ZITIERTER ABSCHNITT —
•••
Auch die Anwesenheit von Mark Lombardis minutiösen Geweben verdankt sich nicht ihrer grafischen Attraktivität. Ihr dekoratives Äußeres diente der Offenlegung geheimer Verbindungen zwischen politischen und wirtschaftlichen Entscheidungsträgern, deren Nebenprodukt die visuell ansprechenden Diagramme darstellen. Dass die künstlerische Leiterin deren ästhetischem Reiz erlegen ist, zeigt die Tatsache, dass die Beziehung zwischen Personen, Firmen und Institutionen durch elegant geschwungene Linien markiert, die Art dieser Kontakte aber undefiniert ist.

Anders als im Fall von Aigner und Lombardi, wo Formen allein dem Transport von Inhalten dienen, sind bei Goshka Macuga beide Komponenten gleichermaßen ausdrucksstark. Unterhalb der Ruine des Darulaman-Palastes in Kabul haben sich Angehörige des afghanischen und internationalen Kulturbetriebs eingefunden. Die Situation ist von surrealen Versatzstücken unterbrochen, wodurch die Form der Arbeit auf zweierlei Weise irritiert: Optisch ist das vermeintliche Foto eine Foto-Montage, und materiell ein Gewebe. Auch inhaltlich erweist sich die sich dokumentarisch gerierende Aufnahme als inszeniert und mehrdeutig.
•••
BEREITGESTELLTES MATERIAL —

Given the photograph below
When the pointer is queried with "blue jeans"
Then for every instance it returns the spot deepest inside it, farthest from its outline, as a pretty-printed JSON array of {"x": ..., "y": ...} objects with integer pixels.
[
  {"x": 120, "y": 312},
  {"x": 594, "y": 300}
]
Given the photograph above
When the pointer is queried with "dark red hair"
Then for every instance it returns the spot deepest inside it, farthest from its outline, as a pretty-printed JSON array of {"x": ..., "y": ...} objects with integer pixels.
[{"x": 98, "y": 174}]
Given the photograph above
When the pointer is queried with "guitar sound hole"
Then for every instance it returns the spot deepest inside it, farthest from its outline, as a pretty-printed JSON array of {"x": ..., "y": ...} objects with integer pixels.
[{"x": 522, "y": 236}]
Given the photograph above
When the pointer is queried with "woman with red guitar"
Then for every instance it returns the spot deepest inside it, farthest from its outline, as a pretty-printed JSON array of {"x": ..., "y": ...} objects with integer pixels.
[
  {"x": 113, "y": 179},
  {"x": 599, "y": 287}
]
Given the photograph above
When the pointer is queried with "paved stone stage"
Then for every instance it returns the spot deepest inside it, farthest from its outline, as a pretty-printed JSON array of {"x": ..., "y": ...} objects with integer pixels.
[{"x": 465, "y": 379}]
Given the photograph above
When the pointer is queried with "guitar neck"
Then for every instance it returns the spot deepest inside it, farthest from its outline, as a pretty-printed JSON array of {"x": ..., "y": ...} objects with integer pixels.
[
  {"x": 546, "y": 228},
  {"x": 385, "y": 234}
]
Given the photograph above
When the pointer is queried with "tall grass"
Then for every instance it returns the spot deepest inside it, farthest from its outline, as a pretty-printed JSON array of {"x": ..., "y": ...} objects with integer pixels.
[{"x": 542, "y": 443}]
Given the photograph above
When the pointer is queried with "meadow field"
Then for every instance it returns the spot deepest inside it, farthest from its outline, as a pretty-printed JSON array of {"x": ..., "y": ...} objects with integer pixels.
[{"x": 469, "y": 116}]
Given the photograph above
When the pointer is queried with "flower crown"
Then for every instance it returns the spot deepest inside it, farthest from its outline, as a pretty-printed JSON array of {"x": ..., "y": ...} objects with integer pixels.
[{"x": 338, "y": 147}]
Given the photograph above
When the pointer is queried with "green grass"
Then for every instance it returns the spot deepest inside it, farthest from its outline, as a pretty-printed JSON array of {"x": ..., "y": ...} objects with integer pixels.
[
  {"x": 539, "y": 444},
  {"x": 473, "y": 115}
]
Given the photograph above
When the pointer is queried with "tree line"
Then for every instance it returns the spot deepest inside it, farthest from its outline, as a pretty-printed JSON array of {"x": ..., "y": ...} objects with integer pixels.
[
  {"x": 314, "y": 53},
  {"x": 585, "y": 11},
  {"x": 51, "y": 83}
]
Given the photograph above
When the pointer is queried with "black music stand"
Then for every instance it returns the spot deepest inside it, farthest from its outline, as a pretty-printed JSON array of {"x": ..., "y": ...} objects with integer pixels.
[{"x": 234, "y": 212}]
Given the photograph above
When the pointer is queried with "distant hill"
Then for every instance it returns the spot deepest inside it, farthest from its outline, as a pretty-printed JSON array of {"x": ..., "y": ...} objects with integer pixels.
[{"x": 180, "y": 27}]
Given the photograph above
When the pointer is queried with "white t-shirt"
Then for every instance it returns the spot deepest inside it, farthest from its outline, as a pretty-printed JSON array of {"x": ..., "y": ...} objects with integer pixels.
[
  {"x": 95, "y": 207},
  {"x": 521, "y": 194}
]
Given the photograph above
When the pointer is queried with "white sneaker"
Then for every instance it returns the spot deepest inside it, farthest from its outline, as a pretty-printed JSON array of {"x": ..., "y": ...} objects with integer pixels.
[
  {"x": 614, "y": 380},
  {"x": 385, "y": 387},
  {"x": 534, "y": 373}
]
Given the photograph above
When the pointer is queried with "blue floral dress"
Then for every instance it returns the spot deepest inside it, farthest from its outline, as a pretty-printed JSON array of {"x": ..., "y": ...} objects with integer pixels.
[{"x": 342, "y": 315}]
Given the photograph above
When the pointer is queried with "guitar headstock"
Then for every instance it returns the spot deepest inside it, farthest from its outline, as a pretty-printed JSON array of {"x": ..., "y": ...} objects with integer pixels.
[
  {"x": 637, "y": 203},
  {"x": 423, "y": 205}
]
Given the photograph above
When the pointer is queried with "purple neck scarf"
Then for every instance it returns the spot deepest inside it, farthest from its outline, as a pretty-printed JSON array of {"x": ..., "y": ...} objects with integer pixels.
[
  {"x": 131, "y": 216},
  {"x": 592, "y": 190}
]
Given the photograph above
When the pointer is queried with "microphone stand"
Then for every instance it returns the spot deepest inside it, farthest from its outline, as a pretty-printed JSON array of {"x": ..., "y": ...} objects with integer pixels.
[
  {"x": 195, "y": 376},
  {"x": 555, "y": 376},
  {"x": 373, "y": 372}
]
•••
Wie lautet der zitierte Abschnitt von „Auch die Anwesenheit“ bis „aber undefiniert ist.“, wenn man „Firmen“ gegen „Unternehmen“ tauscht?

Auch die Anwesenheit von Mark Lombardis minutiösen Geweben verdankt sich nicht ihrer grafischen Attraktivität. Ihr dekoratives Äußeres diente der Offenlegung geheimer Verbindungen zwischen politischen und wirtschaftlichen Entscheidungsträgern, deren Nebenprodukt die visuell ansprechenden Diagramme darstellen. Dass die künstlerische Leiterin deren ästhetischem Reiz erlegen ist, zeigt die Tatsache, dass die Beziehung zwischen Personen, Unternehmen und Institutionen durch elegant geschwungene Linien markiert, die Art dieser Kontakte aber undefiniert ist.